Exercise: Repeat each line of the material exactly.

Data to process:
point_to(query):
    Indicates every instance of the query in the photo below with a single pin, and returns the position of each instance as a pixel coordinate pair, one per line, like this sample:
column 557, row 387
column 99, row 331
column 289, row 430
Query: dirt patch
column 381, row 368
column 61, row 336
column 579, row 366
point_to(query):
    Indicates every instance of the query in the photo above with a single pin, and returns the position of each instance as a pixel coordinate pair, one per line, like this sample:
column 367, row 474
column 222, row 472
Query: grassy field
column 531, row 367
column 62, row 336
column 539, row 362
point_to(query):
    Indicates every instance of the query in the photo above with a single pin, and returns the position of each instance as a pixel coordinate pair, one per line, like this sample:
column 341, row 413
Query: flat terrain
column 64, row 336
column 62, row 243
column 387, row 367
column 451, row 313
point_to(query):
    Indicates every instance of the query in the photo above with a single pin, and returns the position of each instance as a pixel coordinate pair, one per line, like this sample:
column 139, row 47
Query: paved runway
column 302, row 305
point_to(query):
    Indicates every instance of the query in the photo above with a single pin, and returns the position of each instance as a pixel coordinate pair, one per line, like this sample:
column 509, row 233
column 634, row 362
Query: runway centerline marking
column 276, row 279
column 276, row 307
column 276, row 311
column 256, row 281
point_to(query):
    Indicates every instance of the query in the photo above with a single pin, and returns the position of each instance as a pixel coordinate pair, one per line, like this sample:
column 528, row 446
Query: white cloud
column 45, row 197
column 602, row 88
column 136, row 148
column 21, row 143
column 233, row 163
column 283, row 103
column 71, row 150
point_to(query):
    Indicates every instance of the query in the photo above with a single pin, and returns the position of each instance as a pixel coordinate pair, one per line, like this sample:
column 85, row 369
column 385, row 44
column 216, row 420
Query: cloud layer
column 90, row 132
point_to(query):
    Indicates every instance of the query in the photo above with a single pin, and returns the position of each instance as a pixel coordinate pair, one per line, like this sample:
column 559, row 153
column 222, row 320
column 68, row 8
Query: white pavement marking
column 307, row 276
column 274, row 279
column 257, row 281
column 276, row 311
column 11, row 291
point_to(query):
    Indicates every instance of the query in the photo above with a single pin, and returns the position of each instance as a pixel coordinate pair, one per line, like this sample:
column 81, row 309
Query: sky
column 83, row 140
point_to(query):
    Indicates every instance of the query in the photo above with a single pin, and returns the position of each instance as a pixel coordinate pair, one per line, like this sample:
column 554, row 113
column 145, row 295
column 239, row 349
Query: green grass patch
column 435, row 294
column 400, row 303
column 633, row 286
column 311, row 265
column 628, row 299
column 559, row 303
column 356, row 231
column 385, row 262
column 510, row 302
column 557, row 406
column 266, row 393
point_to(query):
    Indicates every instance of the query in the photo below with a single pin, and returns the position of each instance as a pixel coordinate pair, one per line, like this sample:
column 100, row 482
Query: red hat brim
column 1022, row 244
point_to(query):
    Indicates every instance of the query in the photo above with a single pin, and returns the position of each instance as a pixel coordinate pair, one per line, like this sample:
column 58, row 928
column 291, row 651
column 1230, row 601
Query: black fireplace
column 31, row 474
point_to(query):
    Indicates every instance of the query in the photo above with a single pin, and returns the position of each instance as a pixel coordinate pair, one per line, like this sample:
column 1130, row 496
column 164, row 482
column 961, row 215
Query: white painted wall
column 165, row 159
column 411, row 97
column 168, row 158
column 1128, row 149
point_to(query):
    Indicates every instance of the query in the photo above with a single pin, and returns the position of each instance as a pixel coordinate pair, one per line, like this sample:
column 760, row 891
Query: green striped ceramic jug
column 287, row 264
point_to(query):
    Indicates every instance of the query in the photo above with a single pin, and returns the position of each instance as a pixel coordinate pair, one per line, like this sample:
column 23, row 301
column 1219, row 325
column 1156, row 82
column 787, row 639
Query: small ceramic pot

Solution to this task:
point_to(query):
    Indicates every instance of the query in the photo below with a single pin, and returns the position of each instance as a pixel coordinate pair, one per line, like this sample:
column 557, row 387
column 99, row 331
column 289, row 430
Query: dirt patch
column 381, row 368
column 61, row 336
column 579, row 366
point_to(query):
    Indicates every instance of the query in the photo above with a single pin, and returns the position of each instance as a pixel coordinate pair, one per line, like this sample:
column 367, row 474
column 222, row 472
Query: grassy field
column 531, row 367
column 62, row 336
column 539, row 362
point_to(query):
    Indicates every instance of the query in the photo above with a single pin, and returns the position of each instance as a pixel coordinate pair, one per line, like this sample:
column 341, row 413
Query: flat terrain
column 64, row 336
column 62, row 243
column 387, row 367
column 451, row 313
point_to(query):
    Indicates every instance of the query in the photo above with a single pin, and returns the position of each instance as a pixel coordinate pair, one per line, like this sample:
column 139, row 47
Query: paved runway
column 302, row 305
point_to(query):
    Indicates every instance of the query in the photo above with a single pin, and returns the position of each instance as a pixel coordinate pair, one per line, like this sample:
column 509, row 233
column 634, row 362
Query: runway centerline marking
column 276, row 279
column 276, row 307
column 276, row 311
column 256, row 281
point_to(query):
    Indicates every instance of the query in the photo above with a single pin, and returns the position of each instance as a pixel coordinate pair, one per line, like this sample:
column 528, row 446
Query: white cloud
column 45, row 197
column 602, row 88
column 136, row 148
column 21, row 143
column 233, row 163
column 283, row 103
column 71, row 150
point_to(query):
    Indicates every instance of the query in the photo above with a single pin, and returns the position of each instance as a pixel coordinate pair, one per line, like this sample:
column 85, row 369
column 385, row 44
column 216, row 420
Query: cloud layer
column 90, row 132
point_to(query):
    Indicates every instance of the query in the photo above with a single pin, and returns the position of each instance as a pixel coordinate pair, one per line, like this sample:
column 559, row 153
column 222, row 320
column 68, row 8
Query: white pavement marking
column 307, row 276
column 274, row 279
column 257, row 281
column 276, row 311
column 11, row 291
point_to(query):
    Indicates every instance of the query in the photo above with a single pin, and returns the position of each instance as a pixel coordinate pair, one per line, like this sample:
column 81, row 309
Query: sky
column 83, row 140
point_to(query):
    Indicates every instance of the query in the photo above with a single pin, and returns the position of each instance as a pixel coordinate pair, one per line, like this sample:
column 554, row 113
column 145, row 295
column 239, row 349
Query: green grass patch
column 435, row 294
column 400, row 303
column 633, row 286
column 311, row 265
column 628, row 299
column 559, row 303
column 356, row 231
column 385, row 262
column 510, row 302
column 557, row 406
column 266, row 393
point_to(query):
    Indicates every instance of the query in the photo below with a single pin, and returns the position of each instance as a pixel coordinate pair, one per line, like this sample:
column 100, row 482
Query: red hat brim
column 1022, row 244
point_to(query):
    Indicates every instance of the query in the photo above with a single pin, and returns the position of each instance as a pixel coordinate pair, one per line, like this sample:
column 58, row 928
column 291, row 651
column 1230, row 601
Query: black fireplace
column 31, row 474
point_to(query):
    Indicates every instance of the query in the photo above with a single pin, and returns the position of each instance as a pixel coordinate pair, one per line, like this sample:
column 1130, row 496
column 164, row 482
column 961, row 215
Query: white painted wall
column 165, row 159
column 411, row 97
column 168, row 158
column 1128, row 149
point_to(query):
    Indicates every instance of the query in the photo above with a single pin, and returns the position of each instance as a pixel coordinate pair, one per line, like this sample:
column 760, row 891
Query: green striped ceramic jug
column 287, row 264
point_to(query):
    Indicates every instance of the query in the photo above with a single pin, and returns the position of each instance as a pixel coordinate pair, one per line, like this sample:
column 23, row 301
column 1219, row 325
column 1156, row 82
column 787, row 639
Query: small ceramic pot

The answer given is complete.